#### What to work on:
Arrange every line of the rows below as a Markdown table with the columns "Line No." and "Content." Leave out blank lines and the pictures.

#### Provided information:
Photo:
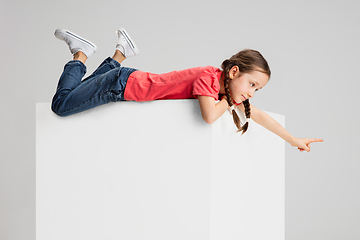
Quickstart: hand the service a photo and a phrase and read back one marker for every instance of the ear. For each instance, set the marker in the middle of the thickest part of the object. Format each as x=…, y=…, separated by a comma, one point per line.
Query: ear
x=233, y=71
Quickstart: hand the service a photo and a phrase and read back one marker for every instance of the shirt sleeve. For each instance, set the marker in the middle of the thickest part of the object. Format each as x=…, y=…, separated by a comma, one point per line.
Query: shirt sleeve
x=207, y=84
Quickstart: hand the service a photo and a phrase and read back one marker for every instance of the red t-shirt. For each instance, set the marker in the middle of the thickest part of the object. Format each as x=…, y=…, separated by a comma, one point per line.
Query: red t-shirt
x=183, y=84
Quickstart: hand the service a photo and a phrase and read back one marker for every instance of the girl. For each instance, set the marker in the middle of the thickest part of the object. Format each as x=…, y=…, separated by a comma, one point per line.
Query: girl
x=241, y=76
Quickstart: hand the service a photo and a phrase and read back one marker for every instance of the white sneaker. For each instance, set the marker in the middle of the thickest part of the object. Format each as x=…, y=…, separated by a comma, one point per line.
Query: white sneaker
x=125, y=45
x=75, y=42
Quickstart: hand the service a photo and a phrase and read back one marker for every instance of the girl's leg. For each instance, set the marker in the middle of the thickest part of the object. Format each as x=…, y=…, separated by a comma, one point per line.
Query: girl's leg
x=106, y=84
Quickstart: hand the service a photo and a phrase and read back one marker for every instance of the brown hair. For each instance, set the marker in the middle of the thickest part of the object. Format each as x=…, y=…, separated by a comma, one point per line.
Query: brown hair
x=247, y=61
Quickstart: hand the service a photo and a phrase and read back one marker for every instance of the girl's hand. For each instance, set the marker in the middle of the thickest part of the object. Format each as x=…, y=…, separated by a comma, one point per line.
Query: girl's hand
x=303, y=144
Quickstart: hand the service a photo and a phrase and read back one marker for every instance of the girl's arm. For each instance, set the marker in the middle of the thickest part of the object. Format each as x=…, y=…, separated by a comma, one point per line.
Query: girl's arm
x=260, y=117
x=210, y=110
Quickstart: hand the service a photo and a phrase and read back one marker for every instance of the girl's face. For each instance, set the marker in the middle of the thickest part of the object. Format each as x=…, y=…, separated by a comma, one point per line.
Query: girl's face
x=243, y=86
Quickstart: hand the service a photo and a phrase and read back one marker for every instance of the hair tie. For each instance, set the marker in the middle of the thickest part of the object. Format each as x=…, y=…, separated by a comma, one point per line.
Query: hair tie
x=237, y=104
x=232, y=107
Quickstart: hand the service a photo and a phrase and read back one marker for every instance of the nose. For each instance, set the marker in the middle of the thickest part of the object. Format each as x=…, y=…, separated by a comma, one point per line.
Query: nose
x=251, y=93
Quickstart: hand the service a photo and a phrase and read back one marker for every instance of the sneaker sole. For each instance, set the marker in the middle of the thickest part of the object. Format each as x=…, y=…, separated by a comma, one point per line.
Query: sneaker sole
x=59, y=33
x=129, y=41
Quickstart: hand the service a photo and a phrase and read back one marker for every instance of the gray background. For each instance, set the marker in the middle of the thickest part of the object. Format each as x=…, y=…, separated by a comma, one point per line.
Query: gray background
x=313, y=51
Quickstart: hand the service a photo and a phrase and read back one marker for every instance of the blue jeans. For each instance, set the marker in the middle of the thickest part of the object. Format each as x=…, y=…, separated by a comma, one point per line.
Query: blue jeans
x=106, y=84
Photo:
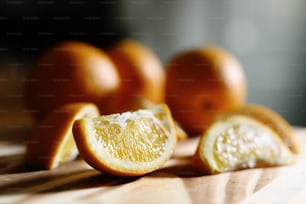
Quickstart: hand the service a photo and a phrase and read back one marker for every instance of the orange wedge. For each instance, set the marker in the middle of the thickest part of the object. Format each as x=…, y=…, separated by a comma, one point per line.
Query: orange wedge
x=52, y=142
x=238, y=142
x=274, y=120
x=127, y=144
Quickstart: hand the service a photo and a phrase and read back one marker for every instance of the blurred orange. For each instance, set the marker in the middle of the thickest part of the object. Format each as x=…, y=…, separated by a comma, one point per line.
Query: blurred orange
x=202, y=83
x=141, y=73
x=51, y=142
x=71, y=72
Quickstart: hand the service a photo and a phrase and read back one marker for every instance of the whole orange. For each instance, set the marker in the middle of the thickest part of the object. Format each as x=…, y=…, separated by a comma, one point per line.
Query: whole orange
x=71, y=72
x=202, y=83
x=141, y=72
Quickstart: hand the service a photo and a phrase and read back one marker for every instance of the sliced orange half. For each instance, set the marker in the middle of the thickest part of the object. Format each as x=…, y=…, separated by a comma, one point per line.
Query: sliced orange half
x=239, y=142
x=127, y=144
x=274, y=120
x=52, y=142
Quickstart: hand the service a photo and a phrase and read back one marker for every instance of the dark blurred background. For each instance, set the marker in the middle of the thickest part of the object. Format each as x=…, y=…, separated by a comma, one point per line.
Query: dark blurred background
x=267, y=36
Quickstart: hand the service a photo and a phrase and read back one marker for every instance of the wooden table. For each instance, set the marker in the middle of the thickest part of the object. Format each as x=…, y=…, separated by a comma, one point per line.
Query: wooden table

#### Reply:
| Line No. | Content |
|---|---|
| 1 | Photo: |
| 2 | Quickstart: hand the service a photo and a phrase and read back one marker for every instance of the ear. For each instance, set the marker in the middle of the thickest part of the object. Format each as x=…, y=…, separated by a comma, one point per line. |
| 3 | Query: ear |
| 4 | x=233, y=71 |
| 5 | Quickstart: hand the service a photo and a phrase and read back one marker for every instance of the shirt sleeve. For each instance, set the marker in the middle of the thickest part of the object. Format each as x=…, y=…, separated by a comma, one point per line. |
| 6 | Query: shirt sleeve |
| 7 | x=207, y=84 |
| 8 | Quickstart: hand the service a photo and a phrase and read back one marker for every instance of the red t-shirt. For each instance, set the marker in the middle of the thickest part of the object. Format each as x=…, y=…, separated by a comma, one point per line. |
| 9 | Query: red t-shirt |
| 10 | x=183, y=84 |
| 11 | Quickstart: hand the service a photo and a phrase and read back one marker for every instance of the girl. For each instance, set the marker in the middle of the thickest part of the object. Format each as x=…, y=…, separated by a comma, one point per line. |
| 12 | Query: girl |
| 13 | x=241, y=76 |
| 14 | Quickstart: hand the service a photo and a phrase and read back one marker for every instance of the white sneaker. For each instance, set the marker in the middle of the thickest part of the object. Format each as x=…, y=…, separated by a comma, one point per line. |
| 15 | Query: white sneaker |
| 16 | x=125, y=45 |
| 17 | x=75, y=42 |
| 18 | Quickstart: hand the service a photo and a phrase and read back one marker for every instance of the girl's leg. For each instance, set the marker in the middle of the thickest part of the object. Format each as x=…, y=…, separated by a comma, one point per line. |
| 19 | Query: girl's leg |
| 20 | x=106, y=84 |
| 21 | Quickstart: hand the service a photo and a phrase and read back one marker for every instance of the brown hair. For each instance, set the marker in the middle of the thickest part of the object. Format each as x=…, y=…, separated by a comma, one point per line. |
| 22 | Query: brown hair |
| 23 | x=247, y=61 |
| 24 | Quickstart: hand the service a photo and a phrase and read back one marker for every instance of the girl's hand. For each instance, set the marker in the middle of the thickest part of the object. Format each as x=…, y=…, separated by a comma, one point per line. |
| 25 | Query: girl's hand |
| 26 | x=303, y=144 |
| 27 | Quickstart: hand the service a photo and a phrase and read back one marker for every instance of the girl's arm. For each instance, set the marker in the middle of the thickest part of the object. Format each as x=…, y=…, separated by a comma, one point per line. |
| 28 | Query: girl's arm |
| 29 | x=260, y=117 |
| 30 | x=210, y=110 |
| 31 | Quickstart: hand the service a photo and a phrase and read back one marker for every instance of the girl's face. For each instance, set the marker in the middle of the thickest part of the object. Format each as x=…, y=…, separated by a comma, one point per line. |
| 32 | Query: girl's face |
| 33 | x=243, y=86 |
| 34 | Quickstart: hand the service a photo and a phrase and read back one marker for every instance of the hair tie. For each instance, set the marker in the middle of the thickest part of the object. Format each as x=…, y=…, separated by a comma, one point per line. |
| 35 | Query: hair tie |
| 36 | x=237, y=104 |
| 37 | x=232, y=107 |
| 38 | Quickstart: hand the service a photo and a phrase and read back one marker for every instance of the nose. For each instance, set the marker in the middle of the thickest part of the object. Format each as x=…, y=…, separated by a comma, one point per line. |
| 39 | Query: nose |
| 40 | x=251, y=93 |
| 41 | Quickstart: hand the service a photo and a phrase and read back one marker for every instance of the sneaker sole. For each instance, set the marker in the middle of the thickest part of the object. Format each as x=…, y=…, separated by a comma, one point per line. |
| 42 | Query: sneaker sole |
| 43 | x=59, y=33 |
| 44 | x=129, y=41 |
| 45 | Quickstart: hand the service a photo and a phrase and read back one marker for every instance of the gray background. For each instance, set the marker in the middle of the thickest part of the object. Format each as x=…, y=…, separated by a comma, one point per line. |
| 46 | Query: gray background |
| 47 | x=313, y=51 |
| 48 | Quickstart: hand the service a photo and a phrase and read back one marker for every instance of the blue jeans. For each instance, set the marker in the middle of the thickest part of the object. Format each as x=…, y=…, separated by a comma, one point per line. |
| 49 | Query: blue jeans |
| 50 | x=106, y=84 |
| 51 | Photo: |
| 52 | Quickstart: hand the service a photo and a phrase and read back one marker for every instance of the orange wedge. For each instance, set the marker in the middle of the thickest part of the object. Format each as x=…, y=…, separated by a comma, one point per line. |
| 53 | Query: orange wedge |
| 54 | x=52, y=142 |
| 55 | x=238, y=142 |
| 56 | x=274, y=120 |
| 57 | x=127, y=144 |
| 58 | Quickstart: hand the service a photo and a phrase and read back one marker for every instance of the blurred orange. For each instance, set the marker in the middle of the thickest part of the object. Format each as x=…, y=…, separated by a comma, one point per line. |
| 59 | Query: blurred orange |
| 60 | x=202, y=83 |
| 61 | x=141, y=73 |
| 62 | x=51, y=142 |
| 63 | x=71, y=72 |
| 64 | Quickstart: hand the service a photo and a phrase and read back one marker for every instance of the whole orange. For each instance, set the marker in the middle of the thickest part of the object. Format each as x=…, y=…, separated by a comma, one point per line. |
| 65 | Query: whole orange |
| 66 | x=71, y=72 |
| 67 | x=202, y=83 |
| 68 | x=141, y=72 |
| 69 | Quickstart: hand the service a photo and a phrase and read back one marker for every instance of the sliced orange half. For each instance, set the marker in the middle of the thickest part of the object. Format each as x=…, y=…, separated by a comma, one point per line. |
| 70 | Query: sliced orange half |
| 71 | x=239, y=142 |
| 72 | x=127, y=144 |
| 73 | x=274, y=120 |
| 74 | x=52, y=142 |
| 75 | Quickstart: hand the service a photo and a phrase and read back one marker for every instance of the dark blurred background. For each instance, set the marker in the middle of the thickest part of the object. Format each as x=…, y=…, separated by a comma, one point per line. |
| 76 | Query: dark blurred background |
| 77 | x=267, y=36 |
| 78 | Quickstart: hand the service a photo and a phrase and read back one marker for every instance of the wooden table. For each instance, set the marker in the middle of the thickest part of the object. Format each as x=…, y=…, separated by a comma, one point per line. |
| 79 | Query: wooden table |